***** Data provided

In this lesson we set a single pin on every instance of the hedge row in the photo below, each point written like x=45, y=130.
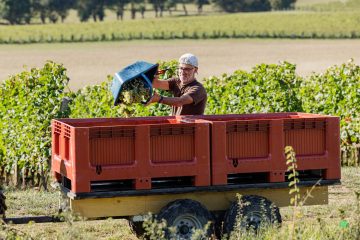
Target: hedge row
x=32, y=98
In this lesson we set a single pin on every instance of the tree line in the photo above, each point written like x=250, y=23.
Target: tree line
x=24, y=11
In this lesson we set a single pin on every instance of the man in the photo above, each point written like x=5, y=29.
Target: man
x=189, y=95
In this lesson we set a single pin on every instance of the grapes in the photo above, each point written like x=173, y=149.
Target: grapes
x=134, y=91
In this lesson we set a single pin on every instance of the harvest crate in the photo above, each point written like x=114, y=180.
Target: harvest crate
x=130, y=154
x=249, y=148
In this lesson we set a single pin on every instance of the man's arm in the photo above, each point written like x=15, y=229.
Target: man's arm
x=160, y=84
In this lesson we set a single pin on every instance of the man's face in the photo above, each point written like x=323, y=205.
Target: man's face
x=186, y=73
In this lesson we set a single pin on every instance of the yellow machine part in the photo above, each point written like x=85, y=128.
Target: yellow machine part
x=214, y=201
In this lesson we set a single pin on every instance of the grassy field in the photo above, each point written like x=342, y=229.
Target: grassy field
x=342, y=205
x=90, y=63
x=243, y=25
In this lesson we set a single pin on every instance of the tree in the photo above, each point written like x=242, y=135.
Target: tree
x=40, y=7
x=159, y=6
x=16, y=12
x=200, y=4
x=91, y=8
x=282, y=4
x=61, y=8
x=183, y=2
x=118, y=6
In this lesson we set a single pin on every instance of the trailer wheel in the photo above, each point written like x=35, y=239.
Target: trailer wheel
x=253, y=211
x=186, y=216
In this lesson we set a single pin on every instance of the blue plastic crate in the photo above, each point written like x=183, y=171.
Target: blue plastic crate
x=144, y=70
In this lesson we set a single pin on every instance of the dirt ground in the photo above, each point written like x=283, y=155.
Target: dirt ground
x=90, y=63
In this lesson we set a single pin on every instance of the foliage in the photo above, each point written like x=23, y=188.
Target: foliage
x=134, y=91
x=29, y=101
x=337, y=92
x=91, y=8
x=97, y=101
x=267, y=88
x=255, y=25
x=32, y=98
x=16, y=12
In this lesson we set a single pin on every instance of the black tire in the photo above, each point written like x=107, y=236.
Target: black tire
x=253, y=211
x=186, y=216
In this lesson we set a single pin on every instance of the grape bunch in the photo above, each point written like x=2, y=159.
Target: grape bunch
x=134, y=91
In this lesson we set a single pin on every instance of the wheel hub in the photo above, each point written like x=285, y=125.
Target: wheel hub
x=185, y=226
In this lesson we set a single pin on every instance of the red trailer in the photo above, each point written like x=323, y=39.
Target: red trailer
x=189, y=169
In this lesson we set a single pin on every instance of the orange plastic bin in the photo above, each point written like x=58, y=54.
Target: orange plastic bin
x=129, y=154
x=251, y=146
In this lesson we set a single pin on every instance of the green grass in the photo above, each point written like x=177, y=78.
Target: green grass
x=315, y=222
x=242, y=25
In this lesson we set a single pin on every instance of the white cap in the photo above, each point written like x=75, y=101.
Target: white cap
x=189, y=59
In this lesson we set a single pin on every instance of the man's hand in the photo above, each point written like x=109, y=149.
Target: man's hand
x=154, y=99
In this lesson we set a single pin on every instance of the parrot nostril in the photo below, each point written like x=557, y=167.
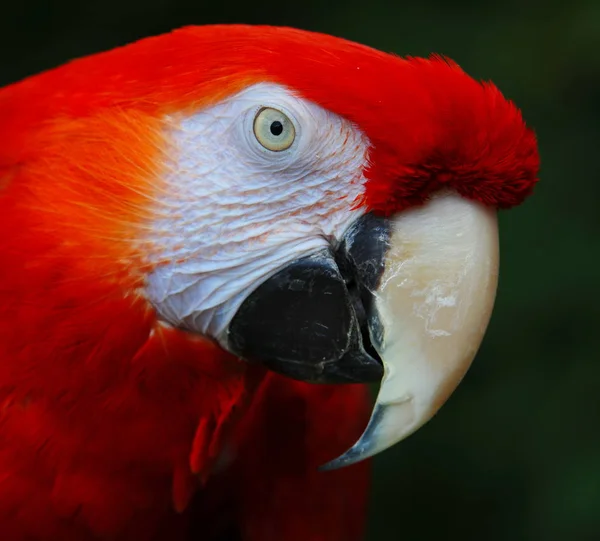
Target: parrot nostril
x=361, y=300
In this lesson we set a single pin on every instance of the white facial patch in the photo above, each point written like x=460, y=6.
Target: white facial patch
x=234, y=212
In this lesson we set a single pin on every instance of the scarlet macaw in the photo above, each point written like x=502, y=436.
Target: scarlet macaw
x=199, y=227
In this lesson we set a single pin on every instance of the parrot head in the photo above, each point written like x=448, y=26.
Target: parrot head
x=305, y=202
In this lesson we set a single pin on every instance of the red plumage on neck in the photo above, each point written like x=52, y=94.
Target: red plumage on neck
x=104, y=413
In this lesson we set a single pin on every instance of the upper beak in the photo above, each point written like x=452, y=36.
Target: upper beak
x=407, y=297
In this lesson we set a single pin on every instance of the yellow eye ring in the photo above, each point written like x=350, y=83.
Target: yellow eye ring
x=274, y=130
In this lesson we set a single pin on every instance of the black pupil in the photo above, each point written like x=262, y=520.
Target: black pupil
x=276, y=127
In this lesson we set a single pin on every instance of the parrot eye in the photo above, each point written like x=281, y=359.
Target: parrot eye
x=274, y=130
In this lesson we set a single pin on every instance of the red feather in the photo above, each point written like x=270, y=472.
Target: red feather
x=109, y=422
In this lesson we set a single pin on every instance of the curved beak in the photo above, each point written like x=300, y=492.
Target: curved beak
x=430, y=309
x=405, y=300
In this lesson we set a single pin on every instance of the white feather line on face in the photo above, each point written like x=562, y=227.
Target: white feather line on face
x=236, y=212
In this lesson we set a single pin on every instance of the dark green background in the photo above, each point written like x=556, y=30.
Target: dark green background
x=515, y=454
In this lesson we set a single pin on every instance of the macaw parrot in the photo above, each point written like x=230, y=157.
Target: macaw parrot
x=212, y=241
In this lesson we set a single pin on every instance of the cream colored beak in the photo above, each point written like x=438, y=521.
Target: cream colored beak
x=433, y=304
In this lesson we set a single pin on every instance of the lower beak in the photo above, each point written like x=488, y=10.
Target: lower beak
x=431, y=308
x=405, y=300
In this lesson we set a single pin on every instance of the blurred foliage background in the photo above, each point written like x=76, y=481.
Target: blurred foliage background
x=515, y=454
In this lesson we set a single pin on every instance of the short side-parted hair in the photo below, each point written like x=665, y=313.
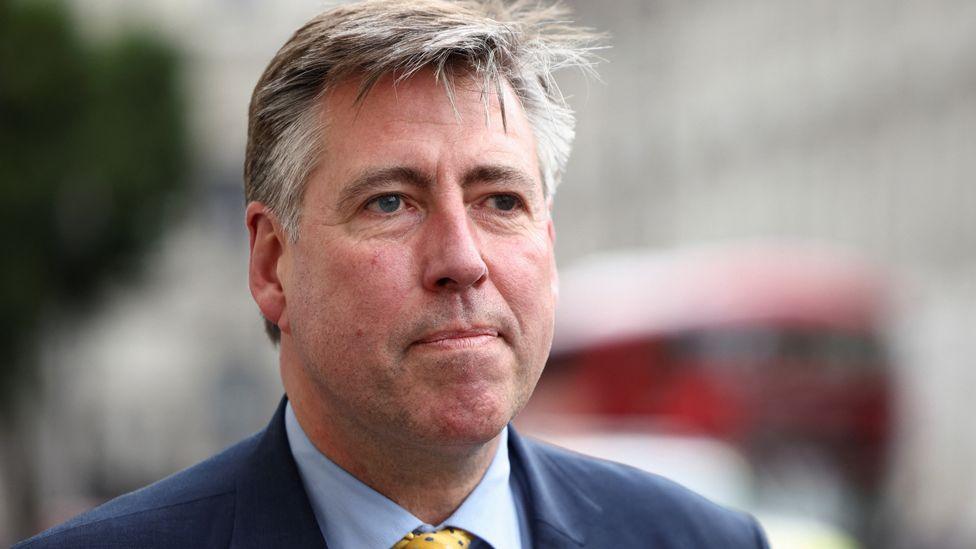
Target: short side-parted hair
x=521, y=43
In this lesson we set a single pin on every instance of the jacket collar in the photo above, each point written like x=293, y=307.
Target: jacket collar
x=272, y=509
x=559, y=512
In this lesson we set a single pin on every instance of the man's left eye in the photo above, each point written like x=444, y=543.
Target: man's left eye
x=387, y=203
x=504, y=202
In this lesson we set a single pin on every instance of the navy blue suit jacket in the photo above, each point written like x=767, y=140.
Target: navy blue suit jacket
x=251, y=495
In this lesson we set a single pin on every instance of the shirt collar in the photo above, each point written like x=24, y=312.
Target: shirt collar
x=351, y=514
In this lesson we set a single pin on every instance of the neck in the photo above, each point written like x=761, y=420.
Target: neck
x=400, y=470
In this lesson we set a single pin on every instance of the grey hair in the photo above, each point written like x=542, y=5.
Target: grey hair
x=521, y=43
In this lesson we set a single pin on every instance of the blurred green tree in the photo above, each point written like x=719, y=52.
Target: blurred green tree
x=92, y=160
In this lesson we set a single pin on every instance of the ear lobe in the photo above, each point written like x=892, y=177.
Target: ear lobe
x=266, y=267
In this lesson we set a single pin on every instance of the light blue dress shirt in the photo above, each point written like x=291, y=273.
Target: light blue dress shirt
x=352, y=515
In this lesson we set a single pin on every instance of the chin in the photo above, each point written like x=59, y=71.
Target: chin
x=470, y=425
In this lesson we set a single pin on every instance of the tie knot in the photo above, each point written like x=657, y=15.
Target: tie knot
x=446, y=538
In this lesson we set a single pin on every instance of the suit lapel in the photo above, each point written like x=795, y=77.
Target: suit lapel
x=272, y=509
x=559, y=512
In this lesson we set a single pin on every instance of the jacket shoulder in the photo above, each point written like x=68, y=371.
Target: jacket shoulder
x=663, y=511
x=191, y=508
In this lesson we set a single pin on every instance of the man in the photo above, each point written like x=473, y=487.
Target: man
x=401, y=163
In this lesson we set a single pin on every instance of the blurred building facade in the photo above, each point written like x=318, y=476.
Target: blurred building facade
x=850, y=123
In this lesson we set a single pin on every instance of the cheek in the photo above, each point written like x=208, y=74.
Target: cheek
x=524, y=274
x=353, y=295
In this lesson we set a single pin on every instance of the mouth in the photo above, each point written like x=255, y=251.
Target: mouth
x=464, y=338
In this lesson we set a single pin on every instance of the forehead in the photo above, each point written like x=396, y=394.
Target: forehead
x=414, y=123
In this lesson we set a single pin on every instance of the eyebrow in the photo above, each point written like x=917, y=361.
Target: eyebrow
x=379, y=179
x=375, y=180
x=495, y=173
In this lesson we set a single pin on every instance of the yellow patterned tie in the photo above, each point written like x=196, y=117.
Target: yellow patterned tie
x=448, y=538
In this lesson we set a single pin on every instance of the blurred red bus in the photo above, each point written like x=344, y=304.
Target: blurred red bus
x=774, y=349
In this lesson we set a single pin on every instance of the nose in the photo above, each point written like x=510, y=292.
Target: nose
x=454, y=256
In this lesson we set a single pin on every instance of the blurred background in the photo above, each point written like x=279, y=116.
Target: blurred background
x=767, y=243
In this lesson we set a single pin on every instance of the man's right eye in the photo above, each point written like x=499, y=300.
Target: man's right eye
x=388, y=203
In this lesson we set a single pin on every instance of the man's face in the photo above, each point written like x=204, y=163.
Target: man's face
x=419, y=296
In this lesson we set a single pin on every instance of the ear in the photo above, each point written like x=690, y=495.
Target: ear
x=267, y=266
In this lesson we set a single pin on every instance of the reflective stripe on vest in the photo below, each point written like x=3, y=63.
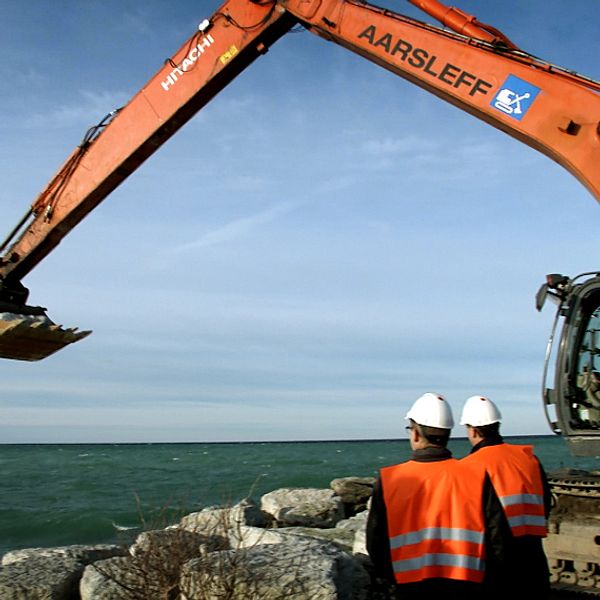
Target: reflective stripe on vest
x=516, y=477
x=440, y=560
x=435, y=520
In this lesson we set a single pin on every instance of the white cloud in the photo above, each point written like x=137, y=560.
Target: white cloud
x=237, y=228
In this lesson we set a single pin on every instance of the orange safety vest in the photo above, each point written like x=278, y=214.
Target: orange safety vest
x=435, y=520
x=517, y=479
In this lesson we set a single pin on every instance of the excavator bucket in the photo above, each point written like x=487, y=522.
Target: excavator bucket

**********

Task statement
Go over the data and return every line that includes the word "excavator".

Result of the task
In this lesson we set a single pin on every instance of the excavator bucket in the photo above, each point written like x=487, y=522.
Target: excavator bucket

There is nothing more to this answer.